## Given request
Copy out the entries below, swapping each "robot" for "android" and leaving the rest unchanged.

_ _ _

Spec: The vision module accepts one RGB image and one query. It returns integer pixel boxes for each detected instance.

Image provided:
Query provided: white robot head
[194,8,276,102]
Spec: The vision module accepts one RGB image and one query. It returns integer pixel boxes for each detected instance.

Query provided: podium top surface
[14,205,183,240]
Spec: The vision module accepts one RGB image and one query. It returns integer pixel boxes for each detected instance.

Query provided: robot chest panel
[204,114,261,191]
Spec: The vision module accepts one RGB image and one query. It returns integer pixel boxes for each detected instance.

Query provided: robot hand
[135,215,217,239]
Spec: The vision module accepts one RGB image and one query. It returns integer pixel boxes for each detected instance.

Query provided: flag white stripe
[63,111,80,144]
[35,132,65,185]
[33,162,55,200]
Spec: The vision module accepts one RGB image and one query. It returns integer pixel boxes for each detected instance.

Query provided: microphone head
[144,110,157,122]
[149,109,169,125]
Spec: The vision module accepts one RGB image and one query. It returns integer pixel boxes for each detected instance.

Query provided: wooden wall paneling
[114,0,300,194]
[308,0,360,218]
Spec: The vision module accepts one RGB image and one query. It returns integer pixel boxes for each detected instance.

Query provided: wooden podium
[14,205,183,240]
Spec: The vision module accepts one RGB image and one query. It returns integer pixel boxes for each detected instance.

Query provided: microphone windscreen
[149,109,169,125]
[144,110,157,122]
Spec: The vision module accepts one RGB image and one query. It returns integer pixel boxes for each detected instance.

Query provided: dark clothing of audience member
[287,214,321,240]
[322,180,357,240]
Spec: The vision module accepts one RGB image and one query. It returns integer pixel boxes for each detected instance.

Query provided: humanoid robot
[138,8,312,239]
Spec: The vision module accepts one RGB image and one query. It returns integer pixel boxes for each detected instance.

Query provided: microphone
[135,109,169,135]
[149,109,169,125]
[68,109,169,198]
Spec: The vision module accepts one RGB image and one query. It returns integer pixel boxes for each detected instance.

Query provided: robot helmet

_ _ _

## Solution
Spec: The vision module accepts one RGB image and one query. It returns integer pixel boxes for each detected instance.

Image provided:
Query provided: white android head
[194,8,276,102]
Spec: The vision module accepts one RGB image and one query. It returns integer pixel boxes for each detected instance.

Query provided: podium top surface
[14,205,183,240]
Spec: The vision module accepts one RGB image and one query. It returns integer pixel boxes for each detected instance.

Query provided: android chest panel
[204,114,261,191]
Spec: The vision module accepts one RGB image and one query. It returns integer pixel boxes for each detected instance.

Query provided: android hand
[135,215,217,239]
Spec: The vision module accepts one RGB image and one query. It returns integer pixel boxes for each detected instance.

Query provided: flag white stripe
[63,111,80,144]
[35,132,65,185]
[33,162,55,200]
Spec: The vision module accepts one RGB image and one query. It returns integer pixel boxes for each detected instance.

Query provided: microphone head
[144,110,157,122]
[149,109,169,125]
Spec: The vision module accepts one RGB image and one query. It returns integer pixel boxes for each detected instance.

Query provided: wooden wall paneling
[114,0,300,194]
[308,0,360,218]
Spec: The vision module accepts one RGB image and one query. It returns integer pixel boxes for each detected instance.

Query provided: wooden podium
[14,205,183,240]
Spec: The vision module accepts one RGB image and one query. It returns integer pixel boxes for each detected instance.

Query provided: microphone windscreen
[149,109,169,125]
[144,110,157,122]
Spec: The vision module accepts one RGB image and one query. It returns integer pixel boxes for each detected instance.

Query provided: dark clothing of audience member
[287,214,321,240]
[322,180,357,240]
Spec: The vision module accepts one RGB image and one query. It returns integer pixel boxes for each detected instance.

Query provided: humanoid android
[138,8,312,239]
Spec: The vision module accepts one RGB image and one query. It returns integer pixel boxes for each detected instance.

Query provided: microphone
[135,109,169,135]
[149,109,169,125]
[68,109,169,198]
Spec: The vision module accepts one RGB image and one query. It returns integer pixel boxes for each detected instance.

Query provided: android helmet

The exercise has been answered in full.